Task item:
Images are to be excluded, and the rest of the data repeated exactly.

(Records excerpted from a collection)
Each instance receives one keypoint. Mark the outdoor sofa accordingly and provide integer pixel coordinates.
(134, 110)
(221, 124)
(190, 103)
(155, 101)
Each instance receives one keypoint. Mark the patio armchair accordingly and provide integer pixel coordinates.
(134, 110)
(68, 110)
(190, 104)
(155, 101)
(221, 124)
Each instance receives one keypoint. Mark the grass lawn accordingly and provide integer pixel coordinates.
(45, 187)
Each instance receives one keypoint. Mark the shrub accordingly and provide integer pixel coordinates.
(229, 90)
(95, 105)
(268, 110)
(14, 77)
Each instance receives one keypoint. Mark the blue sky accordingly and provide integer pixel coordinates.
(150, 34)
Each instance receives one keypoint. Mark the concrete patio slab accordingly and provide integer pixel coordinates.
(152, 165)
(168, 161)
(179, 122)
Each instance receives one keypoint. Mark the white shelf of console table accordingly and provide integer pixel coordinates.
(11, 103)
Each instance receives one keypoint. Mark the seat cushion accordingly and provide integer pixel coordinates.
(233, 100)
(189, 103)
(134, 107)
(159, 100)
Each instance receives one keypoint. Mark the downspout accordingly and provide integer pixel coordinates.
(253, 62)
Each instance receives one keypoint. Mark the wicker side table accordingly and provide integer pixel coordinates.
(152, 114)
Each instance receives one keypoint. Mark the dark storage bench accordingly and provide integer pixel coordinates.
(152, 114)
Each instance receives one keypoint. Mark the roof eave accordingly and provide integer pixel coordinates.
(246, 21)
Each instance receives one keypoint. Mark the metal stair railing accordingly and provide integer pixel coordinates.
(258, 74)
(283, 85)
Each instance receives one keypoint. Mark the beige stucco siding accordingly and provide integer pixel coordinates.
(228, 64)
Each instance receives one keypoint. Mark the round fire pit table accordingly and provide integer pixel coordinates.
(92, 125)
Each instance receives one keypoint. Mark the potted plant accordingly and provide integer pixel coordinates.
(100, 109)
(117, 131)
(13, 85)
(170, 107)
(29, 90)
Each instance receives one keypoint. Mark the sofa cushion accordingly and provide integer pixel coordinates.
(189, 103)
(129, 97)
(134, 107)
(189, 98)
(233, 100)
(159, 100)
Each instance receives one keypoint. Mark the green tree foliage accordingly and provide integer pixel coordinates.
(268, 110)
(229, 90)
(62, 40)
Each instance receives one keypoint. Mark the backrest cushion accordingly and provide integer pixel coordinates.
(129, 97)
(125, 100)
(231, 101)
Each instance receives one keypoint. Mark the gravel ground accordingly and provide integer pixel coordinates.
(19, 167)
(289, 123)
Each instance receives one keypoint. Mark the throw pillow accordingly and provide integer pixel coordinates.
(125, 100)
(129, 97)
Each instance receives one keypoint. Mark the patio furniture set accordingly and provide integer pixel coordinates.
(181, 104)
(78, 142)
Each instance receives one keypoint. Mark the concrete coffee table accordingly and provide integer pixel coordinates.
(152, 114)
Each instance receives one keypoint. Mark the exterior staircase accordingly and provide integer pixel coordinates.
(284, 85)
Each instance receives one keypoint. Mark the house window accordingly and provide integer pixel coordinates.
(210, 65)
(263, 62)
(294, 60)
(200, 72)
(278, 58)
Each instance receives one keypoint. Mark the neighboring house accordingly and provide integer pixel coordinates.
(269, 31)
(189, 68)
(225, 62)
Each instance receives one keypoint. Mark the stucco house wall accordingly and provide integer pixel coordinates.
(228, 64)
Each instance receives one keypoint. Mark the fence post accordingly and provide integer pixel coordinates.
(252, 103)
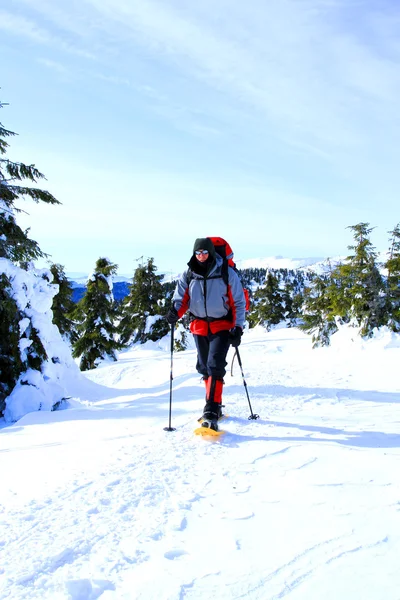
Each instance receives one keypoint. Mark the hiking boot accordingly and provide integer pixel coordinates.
(210, 424)
(212, 411)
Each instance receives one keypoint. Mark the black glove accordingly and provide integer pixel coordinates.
(235, 336)
(172, 316)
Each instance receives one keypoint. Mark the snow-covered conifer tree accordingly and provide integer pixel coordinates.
(33, 357)
(62, 304)
(359, 296)
(268, 306)
(143, 308)
(96, 315)
(393, 281)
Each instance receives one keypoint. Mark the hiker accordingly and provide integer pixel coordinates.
(212, 293)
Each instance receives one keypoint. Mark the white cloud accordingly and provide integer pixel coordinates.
(296, 66)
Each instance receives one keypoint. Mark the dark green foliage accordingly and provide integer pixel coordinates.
(359, 293)
(393, 281)
(146, 299)
(318, 316)
(62, 304)
(11, 365)
(268, 304)
(96, 314)
(19, 350)
(351, 292)
(279, 297)
(14, 242)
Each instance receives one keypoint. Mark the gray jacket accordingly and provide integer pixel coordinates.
(209, 298)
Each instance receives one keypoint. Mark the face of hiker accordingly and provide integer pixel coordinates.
(201, 255)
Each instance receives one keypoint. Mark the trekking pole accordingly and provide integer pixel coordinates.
(233, 360)
(252, 416)
(169, 428)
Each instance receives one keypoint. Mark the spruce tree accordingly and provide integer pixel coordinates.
(96, 314)
(393, 281)
(359, 285)
(11, 365)
(318, 315)
(21, 348)
(14, 242)
(268, 307)
(63, 305)
(143, 308)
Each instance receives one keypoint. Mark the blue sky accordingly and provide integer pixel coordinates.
(273, 123)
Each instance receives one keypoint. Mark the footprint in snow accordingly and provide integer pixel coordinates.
(174, 554)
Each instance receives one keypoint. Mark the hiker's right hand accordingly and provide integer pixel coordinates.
(235, 336)
(172, 316)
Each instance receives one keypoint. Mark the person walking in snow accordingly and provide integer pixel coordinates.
(213, 294)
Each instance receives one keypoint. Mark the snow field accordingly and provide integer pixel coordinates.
(97, 501)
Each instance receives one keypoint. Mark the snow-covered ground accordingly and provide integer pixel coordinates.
(98, 501)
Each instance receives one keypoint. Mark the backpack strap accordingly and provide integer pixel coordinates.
(224, 274)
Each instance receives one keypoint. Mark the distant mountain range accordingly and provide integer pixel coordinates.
(121, 282)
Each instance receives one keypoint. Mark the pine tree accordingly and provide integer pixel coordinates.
(268, 307)
(393, 281)
(96, 314)
(14, 242)
(359, 285)
(143, 308)
(11, 365)
(21, 348)
(63, 305)
(318, 315)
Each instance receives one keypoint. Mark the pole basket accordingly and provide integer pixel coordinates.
(253, 417)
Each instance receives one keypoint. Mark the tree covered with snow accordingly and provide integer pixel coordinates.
(143, 309)
(352, 293)
(268, 306)
(63, 305)
(318, 316)
(33, 357)
(358, 296)
(96, 316)
(392, 265)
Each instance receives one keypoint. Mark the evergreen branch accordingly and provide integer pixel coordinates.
(21, 171)
(37, 195)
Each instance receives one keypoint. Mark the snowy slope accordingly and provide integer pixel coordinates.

Reply to the task:
Each instance receives one keypoint. Mark the outdoor sofa accordingly and provide integer pixel coordinates.
(134, 110)
(221, 124)
(190, 103)
(155, 101)
Each instance receives one keypoint. Mark the patio armchair accordingly and provide integer pixel coordinates.
(134, 110)
(68, 110)
(190, 104)
(155, 101)
(221, 124)
Each instance receives one keypoint. Mark the grass lawn accordingly and provide integer pixel coordinates.
(45, 187)
Each instance receives one keypoint. Mark the shrub accordingly and provide integer pixel coordinates.
(229, 90)
(95, 105)
(268, 110)
(14, 77)
Each instance receives one keypoint. Mark the blue sky accordingly and provide integer pixel coordinates.
(150, 34)
Each instance receives one keypoint. Mark the concrete patio slab accordingly and provide integer pixel coordinates.
(152, 165)
(168, 161)
(179, 122)
Each instance receives one keypoint. Mark the white shelf of console table accordingly and provide integer pixel coordinates.
(11, 103)
Each instance receives one keypoint. Mark the seat cushion accordingly and provide integer pixel coordinates.
(233, 100)
(189, 103)
(134, 107)
(159, 100)
Each instance receives one keypoint. Mark the downspout accordingly and provide integer pixel coordinates.
(253, 62)
Each instance receives one keypoint. Mark the wicker side table accordingly and provide integer pixel coordinates.
(152, 114)
Each instance receives one keypoint. Mark the dark storage bench accordingly and provide integer pixel coordinates.
(152, 114)
Each instance receives one keypoint. Mark the roof eave accordingly and provide integer pixel coordinates.
(246, 21)
Each instance receives one keypoint. Mark the metal stair railing accordingly and provide integer pixel coordinates.
(258, 74)
(283, 85)
Each instance receives one keypoint. Mark the beige stucco siding accordingly and provide integer pixel coordinates.
(228, 64)
Each instance receives one keypoint. Mark the round fire pit table accordingly and provide integer pixel coordinates.
(92, 125)
Each instance receives one keypoint. Mark the potted plant accordingly and provide integer pixel coordinates.
(100, 109)
(117, 131)
(13, 85)
(170, 107)
(29, 90)
Each instance receives one keypoint. Mark the sofa cushion accordingly and provide integer pixel coordinates.
(189, 103)
(129, 97)
(134, 107)
(189, 98)
(233, 100)
(159, 100)
Each instance receives one keypoint. Mark the green tree foliage accordingly and provide integer pixel coordinates.
(268, 110)
(229, 90)
(62, 40)
Each instance receives one keypoint. Mark the backrest cushion accordingly and provide integer pixel coordinates.
(129, 97)
(125, 100)
(231, 101)
Each instance receives one keypoint. Mark the gravel ground accordingly and provide integer pixel coordinates.
(19, 167)
(289, 123)
Each instance receives one keypoint. Mark the throw pillow accordingly and provide integer pixel coordinates.
(125, 100)
(129, 97)
Each instance receives one keypoint. Mark the patio furniture set accordingly and provide integer pixel coordinates.
(181, 104)
(78, 142)
Each instance receives one keypoint. Mark the concrete coffee table accordingly and provide integer pixel coordinates.
(152, 114)
Each instance receives one keypoint. Mark the exterior staircase accordingly and provide integer pixel coordinates.
(284, 85)
Each instance receives one keypoint. Mark the house window accordingly and provide integer pixel coordinates.
(210, 65)
(263, 62)
(294, 60)
(200, 72)
(278, 58)
Each instance receives one keypoint. Mark the neighboring house accordingly and provide integer pixel coordinates.
(269, 31)
(189, 68)
(225, 62)
Each instance receives one keypoint. Mark the stucco house wall accordingly and provide integer pixel coordinates.
(228, 64)
Each instance receives one keypoint. Mark the fence post accordingly and provide integer pixel coordinates.
(252, 103)
Each instance receives one keypoint. Mark the hiking boot accordingly and provide integer pixel coordinates.
(210, 424)
(212, 411)
Each instance receives one keypoint. Mark the black glove accordingly and provide integer pixel coordinates.
(235, 336)
(172, 316)
Each instance receives one keypoint. Mark the snow-covered conifer tree accordingly and provide integer pixel coordinates.
(33, 357)
(62, 304)
(359, 296)
(268, 306)
(143, 308)
(96, 315)
(393, 281)
Each instance receives one keypoint. Mark the hiker accordingly and provide integer pixel coordinates.
(212, 293)
Each instance receives one keypoint. Mark the white cloud accordingly and provide integer pixel coordinates.
(296, 66)
Each instance receives one keypoint. Mark the dark green foliage accordingly and provide integer pixel coordinates.
(359, 293)
(393, 281)
(146, 299)
(318, 316)
(62, 304)
(11, 365)
(268, 304)
(96, 314)
(19, 350)
(351, 292)
(279, 297)
(14, 242)
Each instance receives one keypoint. Mark the gray jacket accordingly and provide integer pixel coordinates.
(209, 298)
Each instance receives one keypoint. Mark the face of hiker accordingly and provide integer pixel coordinates.
(201, 255)
Each instance receives one keypoint. Mark the trekking pole accordingly and provide integer pixel coordinates.
(233, 360)
(252, 416)
(169, 428)
Each instance receives one keypoint. Mark the spruce tree accordingly and provide integer pixel coordinates.
(96, 314)
(393, 281)
(359, 285)
(11, 365)
(318, 315)
(21, 348)
(14, 242)
(268, 307)
(63, 305)
(143, 308)
Each instance receives one keypoint. Mark the blue sky accordingly and provide integer pixel coordinates.
(273, 123)
Each instance receives one keypoint. Mark the footprint in snow accordingly and provide integer pixel coordinates.
(174, 554)
Each instance receives one keypoint. Mark the hiker's right hand accordingly and provide integer pixel coordinates.
(235, 336)
(172, 316)
Each instance receives one keypoint. Mark the person walking in snow accordingly and provide integer pixel coordinates.
(213, 294)
Each instance receives one keypoint. Mark the snow field accordingly and provide integer pixel coordinates.
(97, 501)
Each instance receives one keypoint. Mark the snow-covered ground accordingly and provide integer pixel coordinates.
(98, 501)
Each instance receives one keypoint. Mark the backpack strap accordingly and provide integer pixel coordinates.
(224, 274)
Each instance receives one keypoint. Mark the distant mountain range accordingly and provide integer pixel coordinates.
(121, 282)
Each instance receives one keypoint. Mark the pine tree accordingly and provide integer pixel coordinates.
(268, 307)
(393, 281)
(96, 314)
(14, 242)
(359, 285)
(143, 308)
(11, 365)
(21, 348)
(63, 305)
(318, 315)
Each instance receives one keypoint. Mark the pole basket accordingly and provide integer pixel coordinates.
(253, 417)
Each instance receives one keypoint. Mark the tree covered with snow accordingly and provide integer pixel coordinates.
(143, 309)
(352, 293)
(268, 306)
(63, 305)
(318, 316)
(33, 357)
(358, 296)
(96, 316)
(392, 265)
Each instance receives one keypoint. Mark the evergreen branch accordingly and provide integer pixel coordinates.
(21, 171)
(37, 195)
Each instance receives one keypoint. Mark the snowy slope accordingly and provide integer pixel coordinates.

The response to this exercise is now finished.